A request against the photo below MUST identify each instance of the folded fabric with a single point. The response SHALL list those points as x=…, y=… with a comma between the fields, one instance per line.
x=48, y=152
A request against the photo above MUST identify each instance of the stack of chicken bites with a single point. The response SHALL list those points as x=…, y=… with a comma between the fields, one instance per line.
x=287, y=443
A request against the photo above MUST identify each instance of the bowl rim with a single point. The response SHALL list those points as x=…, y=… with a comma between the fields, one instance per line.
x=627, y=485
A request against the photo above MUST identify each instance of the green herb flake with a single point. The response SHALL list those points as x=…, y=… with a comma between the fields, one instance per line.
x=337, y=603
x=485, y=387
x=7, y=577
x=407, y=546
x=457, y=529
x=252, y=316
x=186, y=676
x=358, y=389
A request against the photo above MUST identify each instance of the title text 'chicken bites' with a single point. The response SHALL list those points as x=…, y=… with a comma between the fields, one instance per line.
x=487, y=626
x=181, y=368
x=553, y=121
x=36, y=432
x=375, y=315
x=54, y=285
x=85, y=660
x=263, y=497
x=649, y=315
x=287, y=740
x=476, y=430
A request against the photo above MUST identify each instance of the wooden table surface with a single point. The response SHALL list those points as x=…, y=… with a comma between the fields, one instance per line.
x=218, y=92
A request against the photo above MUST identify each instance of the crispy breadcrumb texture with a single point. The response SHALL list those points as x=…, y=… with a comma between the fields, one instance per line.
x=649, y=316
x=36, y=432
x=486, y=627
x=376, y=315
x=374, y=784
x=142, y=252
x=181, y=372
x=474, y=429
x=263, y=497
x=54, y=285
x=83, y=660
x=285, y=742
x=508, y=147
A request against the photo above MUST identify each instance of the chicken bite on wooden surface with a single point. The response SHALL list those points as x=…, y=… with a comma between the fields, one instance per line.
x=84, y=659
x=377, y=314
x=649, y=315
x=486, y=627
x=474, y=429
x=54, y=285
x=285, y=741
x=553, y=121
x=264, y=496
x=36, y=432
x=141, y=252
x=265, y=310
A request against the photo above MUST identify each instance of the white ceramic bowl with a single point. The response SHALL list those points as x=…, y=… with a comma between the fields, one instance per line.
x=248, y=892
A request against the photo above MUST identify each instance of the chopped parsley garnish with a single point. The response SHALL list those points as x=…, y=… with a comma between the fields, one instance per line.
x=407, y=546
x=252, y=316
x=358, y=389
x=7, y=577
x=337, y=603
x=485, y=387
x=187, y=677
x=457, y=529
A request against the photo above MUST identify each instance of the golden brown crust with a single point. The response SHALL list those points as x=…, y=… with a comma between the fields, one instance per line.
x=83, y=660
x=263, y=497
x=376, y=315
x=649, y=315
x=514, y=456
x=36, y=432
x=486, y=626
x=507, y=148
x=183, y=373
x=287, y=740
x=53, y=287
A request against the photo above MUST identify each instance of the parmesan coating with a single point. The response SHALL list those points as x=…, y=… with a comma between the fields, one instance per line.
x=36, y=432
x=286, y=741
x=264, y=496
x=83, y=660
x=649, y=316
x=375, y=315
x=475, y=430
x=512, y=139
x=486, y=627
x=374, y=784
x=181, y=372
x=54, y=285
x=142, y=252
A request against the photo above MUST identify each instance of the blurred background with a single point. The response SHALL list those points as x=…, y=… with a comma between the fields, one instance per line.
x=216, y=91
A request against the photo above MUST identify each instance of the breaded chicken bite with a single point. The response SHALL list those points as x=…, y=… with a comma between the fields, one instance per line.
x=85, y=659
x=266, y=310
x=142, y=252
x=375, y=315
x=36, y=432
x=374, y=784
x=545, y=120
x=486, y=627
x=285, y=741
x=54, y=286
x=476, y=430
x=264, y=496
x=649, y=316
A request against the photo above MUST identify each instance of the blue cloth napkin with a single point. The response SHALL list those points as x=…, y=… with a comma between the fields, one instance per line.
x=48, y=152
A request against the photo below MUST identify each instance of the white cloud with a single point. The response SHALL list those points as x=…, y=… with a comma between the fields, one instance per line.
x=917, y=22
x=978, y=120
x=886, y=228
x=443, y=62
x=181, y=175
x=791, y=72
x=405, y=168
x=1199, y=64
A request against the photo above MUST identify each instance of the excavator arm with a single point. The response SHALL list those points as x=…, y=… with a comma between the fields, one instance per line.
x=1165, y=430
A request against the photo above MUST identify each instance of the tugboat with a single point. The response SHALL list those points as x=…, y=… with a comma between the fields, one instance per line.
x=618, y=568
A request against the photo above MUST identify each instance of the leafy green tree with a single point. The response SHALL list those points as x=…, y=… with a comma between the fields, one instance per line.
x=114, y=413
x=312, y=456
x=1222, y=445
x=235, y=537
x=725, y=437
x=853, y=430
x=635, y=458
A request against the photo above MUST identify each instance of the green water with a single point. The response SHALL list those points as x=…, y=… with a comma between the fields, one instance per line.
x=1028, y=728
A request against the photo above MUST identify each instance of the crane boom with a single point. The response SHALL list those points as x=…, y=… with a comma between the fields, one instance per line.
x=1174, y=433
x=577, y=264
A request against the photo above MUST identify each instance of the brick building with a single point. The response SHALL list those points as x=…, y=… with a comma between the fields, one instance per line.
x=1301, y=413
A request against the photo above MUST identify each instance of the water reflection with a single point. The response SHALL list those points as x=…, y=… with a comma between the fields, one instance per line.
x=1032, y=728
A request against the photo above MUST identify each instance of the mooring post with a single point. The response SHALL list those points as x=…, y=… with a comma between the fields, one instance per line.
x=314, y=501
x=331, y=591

● **WHAT THE TASK REQUIRES**:
Write out the whole listing above, keeping each line exactly as it is.

● **WRITTEN RESPONSE**:
A request against the photo below MUST identify each instance of the folded fabric with a single point. The response SHALL list those points as x=…, y=… with a comma between the fields, one instance per line.
x=48, y=152
A request against the photo above MUST identify each instance of the stack of chicken bites with a single point. The response SHALL list those points as x=…, y=… with a comma between the fields, one instance per line.
x=287, y=443
A request against the photo above MUST identify each instance of the bowl rim with a single point. The response SHALL list those points as x=…, y=… with a comma between the fields, one instance per line.
x=627, y=485
A request against the photo above MUST identify each instance of the green herb flake with a single point. The response SHALL list those points as x=…, y=… with a comma between the fields, one instance per line.
x=337, y=603
x=485, y=387
x=7, y=577
x=407, y=546
x=457, y=529
x=252, y=316
x=186, y=676
x=358, y=389
A request against the photo above MUST identify each instance of the title text 'chicken bites' with a single point. The response SHALL list those points as x=…, y=… with a comma between the fields, one instance per line.
x=487, y=626
x=181, y=368
x=553, y=121
x=36, y=432
x=375, y=315
x=54, y=285
x=85, y=660
x=263, y=497
x=649, y=315
x=287, y=740
x=476, y=430
A request against the photo above MUST identify each instance of the wooden table surface with a single point. The response SHALL list those points as x=…, y=… with a comma between the fields, one instance per line.
x=218, y=92
A request against the photo above MUST identify each instance of the crispy breadcrumb texture with a single point. The response SHALL list those points as x=…, y=… with a comma between the fields, one instance per line.
x=649, y=316
x=36, y=432
x=486, y=627
x=376, y=315
x=374, y=784
x=142, y=252
x=181, y=372
x=474, y=429
x=263, y=497
x=54, y=285
x=83, y=660
x=285, y=742
x=508, y=147
A request against the photo above MUST identify each instance of the chicken bite on wooden surface with a single point. The response SHALL list those points as x=…, y=… with a comma between the fields, one instance per line.
x=84, y=659
x=377, y=314
x=649, y=315
x=486, y=627
x=474, y=429
x=54, y=285
x=285, y=741
x=553, y=121
x=264, y=496
x=36, y=432
x=141, y=252
x=265, y=310
A request against the photo above MUST identify each instance of the white ceramic bowl with a single point. The response SHALL list those points as x=…, y=… with a comma between the fields, one instance per line.
x=248, y=892
A request against the photo above MUST identify each instance of the chopped parsley garnish with a single point. The response SHALL list those points as x=…, y=… with a comma between the fields, one instance per line.
x=407, y=546
x=252, y=316
x=358, y=389
x=7, y=577
x=337, y=603
x=485, y=387
x=187, y=677
x=457, y=529
A request against the photo above MUST identify each instance of the golden brown crust with a single point. The response SHALL list those points as x=…, y=… with a comma between the fields, one instance per line.
x=83, y=660
x=263, y=497
x=376, y=315
x=649, y=315
x=514, y=456
x=36, y=432
x=486, y=626
x=507, y=148
x=183, y=373
x=287, y=740
x=53, y=287
A request against the photo above MUST identify each instance of the parmesan coating with a single point. The response SHALL list those points as x=…, y=… with a comma between the fields, one instance per line.
x=36, y=432
x=286, y=741
x=264, y=496
x=83, y=660
x=649, y=316
x=375, y=315
x=475, y=430
x=512, y=139
x=486, y=627
x=374, y=784
x=181, y=372
x=54, y=285
x=142, y=252
A request against the photo above MUST identify each instance of the blurred background with a single point. The response SHALL list those points as x=…, y=… with a comma between the fields, one instance per line.
x=216, y=91
A request against the photo above MUST identify each instance of the breaded chicken bite with a single point. The response SHALL list those points as x=…, y=… with a comma between the fields, one instance per line.
x=85, y=659
x=266, y=310
x=142, y=252
x=375, y=315
x=36, y=432
x=374, y=784
x=545, y=120
x=486, y=627
x=285, y=741
x=54, y=286
x=476, y=430
x=264, y=496
x=649, y=316
A request against the photo above MUST identify each instance of the blue cloth napkin with a single point. The response SHALL list those points as x=…, y=… with a comma between the fields, one instance per line.
x=48, y=152
A request against the photo below MUST identify each instance of the white cloud with a single point. The response SHALL list those points as x=…, y=… with a comma between the fields, one instance per line.
x=917, y=22
x=978, y=120
x=886, y=228
x=443, y=62
x=181, y=175
x=791, y=72
x=405, y=168
x=1199, y=64
A request against the photo above MUST identify each instance of the excavator arm with a single point. The response SHALL list those points as x=…, y=… with a comma between the fields, one instance per line.
x=1165, y=430
A request against the photo above MUST identify each instance of the tugboat with a single point. The response SHALL list those points as x=…, y=… with a comma between the fields, one instance per line.
x=618, y=568
A request against the photo above MUST identify each instance of the leafy green tree with a single point. The response SHALL list those points as x=…, y=… with a comma between the fields, one instance per line.
x=114, y=413
x=312, y=456
x=1222, y=445
x=235, y=537
x=725, y=437
x=853, y=430
x=635, y=458
A request against the photo above MUST identify each instance of the green water with a single point. The response SHALL list those points as x=…, y=… with a comma between the fields, one instance per line.
x=1028, y=728
A request against the photo above MUST identify each instance of the crane boom with a single point. The response SHALL list those points as x=…, y=… with a comma between the fields, one instance per line.
x=1174, y=433
x=577, y=264
A request against the photo above MUST identify each instance of the brick building with a single point. The response SHALL list those points as x=…, y=… with a comma between the fields, one instance per line.
x=1301, y=413
A request against the photo above MUST identify each instance of the water reflection with a single point. The response SHALL list those points as x=…, y=… with a comma between the fields, one instance per line.
x=1032, y=728
A request against the photo above MUST identify each instance of the mooring post with a single point. The response SHALL list those points as x=…, y=… with a comma between the fields, one instance per line.
x=314, y=501
x=331, y=591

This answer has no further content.